(Provided entries begins)

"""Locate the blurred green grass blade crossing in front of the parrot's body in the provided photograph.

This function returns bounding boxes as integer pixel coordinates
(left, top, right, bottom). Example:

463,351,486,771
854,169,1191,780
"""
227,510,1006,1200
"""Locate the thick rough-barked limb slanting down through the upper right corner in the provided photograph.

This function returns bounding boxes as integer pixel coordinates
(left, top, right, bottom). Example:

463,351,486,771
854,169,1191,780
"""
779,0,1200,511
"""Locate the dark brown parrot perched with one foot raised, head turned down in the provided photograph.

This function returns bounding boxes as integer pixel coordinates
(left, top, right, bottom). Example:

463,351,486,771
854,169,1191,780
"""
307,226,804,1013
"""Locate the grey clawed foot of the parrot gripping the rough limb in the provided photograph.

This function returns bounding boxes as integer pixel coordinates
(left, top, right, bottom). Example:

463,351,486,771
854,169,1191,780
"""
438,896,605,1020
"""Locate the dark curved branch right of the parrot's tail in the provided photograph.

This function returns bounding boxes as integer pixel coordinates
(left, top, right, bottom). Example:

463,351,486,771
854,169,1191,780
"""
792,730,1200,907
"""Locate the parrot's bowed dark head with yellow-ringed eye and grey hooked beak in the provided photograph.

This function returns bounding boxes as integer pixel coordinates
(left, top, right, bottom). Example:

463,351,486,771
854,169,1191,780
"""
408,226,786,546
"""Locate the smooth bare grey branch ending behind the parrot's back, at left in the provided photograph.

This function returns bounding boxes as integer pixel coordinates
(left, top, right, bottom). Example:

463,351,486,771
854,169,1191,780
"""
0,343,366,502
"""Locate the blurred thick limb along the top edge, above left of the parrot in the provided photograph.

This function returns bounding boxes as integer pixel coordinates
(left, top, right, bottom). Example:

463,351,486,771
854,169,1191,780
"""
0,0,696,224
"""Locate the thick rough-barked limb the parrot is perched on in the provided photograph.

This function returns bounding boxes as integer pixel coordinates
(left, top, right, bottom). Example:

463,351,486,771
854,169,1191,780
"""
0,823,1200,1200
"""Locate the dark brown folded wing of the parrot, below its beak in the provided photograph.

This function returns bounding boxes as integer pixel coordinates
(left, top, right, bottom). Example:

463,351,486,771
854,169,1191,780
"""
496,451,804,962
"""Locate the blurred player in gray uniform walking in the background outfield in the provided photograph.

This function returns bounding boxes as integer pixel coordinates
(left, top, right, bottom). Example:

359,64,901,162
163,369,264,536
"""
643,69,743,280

(Provided entries ends)

Prompt: What is the number of lines in these records that contain "foot"? Reply with the number only.

Answer for the task: 2